▶ _EXTRACTED TEXT_:
══════════
Albanese’s reference to “revolution” underscores the real fears in ruling circles of the growing hostility to the corporate, media and political establishment. There is developing support in polls for socialism, especially among young people, and the potential of that shift to find conscious expression in the genuine socialist alternative advanced by the Socialist Equality Party. The SEP is the only party explaining the need for the complete overturning of the capitalist profit system.
Albanese’s speech had two stark omissions. First, he made no mention of the global pandemic, or the eruption of the high-transmissible Omicron mutant, which has already arrived in Australia. His only reference to COVID was to describe it, in the past tense, as “difficult days and months” in which “we made sacrifices for each other.”
The reality is that the Labor leaders have worked hand-in-glove with the Liberal-National government throughout the still-worsening pandemic, including via the “National Cabinet”—a virtual coalition government. They minimised and then scrapped essential safety restrictions for the sake of corporate profit, while handing out billions of dollars in “support packages” to big business. Together with the union bureaucrats who kept schools and non-essential workplaces open, they bear central responsibility, along with their counterparts internationally, for the ongoing toll of death and health damage, and the emergence of deadly new virus variants.
Albanese pledged to maintain this bipartisan front. A Labor government would “work with State and Territory leaders from across the political spectrum,” he stated.
Second, aware of widespread anti-war sentiment, Albanese avoided any reference to Labor’s embrace of the AUKUS treaty signed by the Morrison government with the US and UK leaders to ramp up Australia’s commitment to US-led preparations for what would be a catastrophic nuclear war against China.
══════════
(Collected data entries)
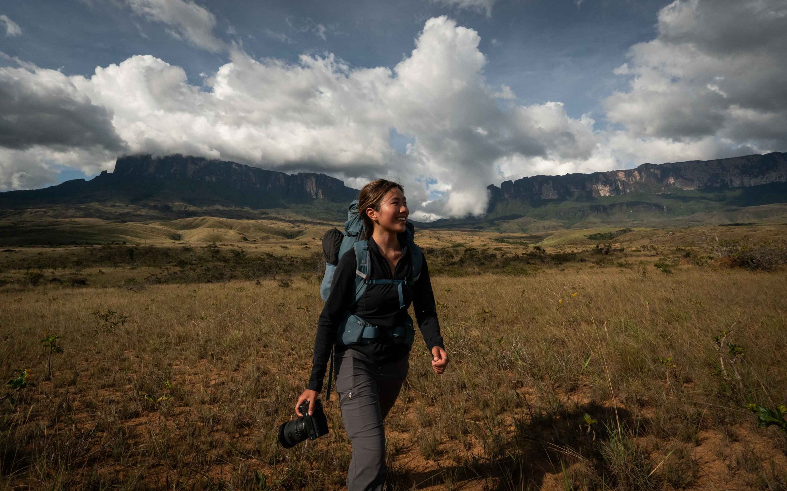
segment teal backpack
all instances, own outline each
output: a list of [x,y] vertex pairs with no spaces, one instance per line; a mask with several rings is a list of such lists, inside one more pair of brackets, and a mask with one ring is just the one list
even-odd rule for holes
[[[334,277],[334,271],[339,258],[351,248],[355,249],[355,303],[357,303],[370,284],[396,284],[399,291],[399,308],[405,308],[405,296],[402,288],[405,285],[412,286],[421,276],[421,266],[423,255],[421,250],[413,242],[415,225],[410,220],[407,221],[408,249],[412,258],[412,268],[406,280],[371,280],[369,279],[371,264],[369,260],[369,246],[365,240],[359,238],[359,234],[364,227],[364,222],[358,211],[358,199],[356,198],[349,205],[347,211],[347,221],[345,222],[344,232],[337,229],[331,229],[323,236],[323,251],[325,254],[325,276],[320,287],[320,295],[323,300],[327,300],[331,293],[331,283]],[[402,325],[395,328],[382,328],[370,324],[360,317],[350,313],[347,310],[342,318],[342,323],[336,335],[336,344],[348,346],[351,344],[368,344],[379,341],[381,338],[389,338],[394,343],[406,343],[412,345],[415,337],[415,328],[412,318],[407,316],[407,321]]]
══════════
▶ _PROBLEM 1_: Set down, word for word, the stretch of the passage on Albanese's speech from "Albanese’s reference to" through "capitalist profit system.".
▶ _PROBLEM 2_: According to the passage on Albanese's speech, which treaty did Albanese avoid referring to?
▶ _PROBLEM 3_: Carry the passage on Albanese's speech forward from its final sentence.

▶ _ANSWER 1_:
Albanese’s reference to “revolution” underscores the real fears in ruling circles of the growing hostility to the corporate, media and political establishment. There is developing support in polls for socialism, especially among young people, and the potential of that shift to find conscious expression in the genuine socialist alternative advanced by the Socialist Equality Party. The SEP is the only party explaining the need for the complete overturning of the capitalist profit system.

▶ _ANSWER 2_: The AUKUS treaty, which the Morrison government signed with the US and UK leaders.

▶ _ANSWER 3_:
Nevertheless, the Labor leader’s speech was full of toxic nationalism from start to finish. This is designed to divert the mounting class tensions outward against supposed external threats, shore up supply chains for wartime conditions, and pit workers in Australia against their Asian brothers and sisters.
Labor’s supposed “better future” was premised on using “the purchasing power of government to back Australian businesses and workers,” establishing a “National Reconstruction Fund to support businesses in both traditional and new industries,” rolling out a “National Rail Manufacturing Plan” to “build trains here” and trying to turn Australia into the “skills and education capital of Asia.”
Finally, Albanese echoed Labor’s 2007 pro-business election pitch, in which Rudd declared he was a “fiscal conservative,” criticising the alleged over-spending of the Howard Liberal-National government.
“I learned the value of a dollar,” Albanese said, trying to play on his image as the son of a struggling mother depending on welfare benefits. As with Rudd, this is code for cutting social spending.
That is another warning that as soon as the election is over, whether Labor or the Coalition leads the next government, an offensive will be unleashed to make the working class pay the price for the enormous handouts to business.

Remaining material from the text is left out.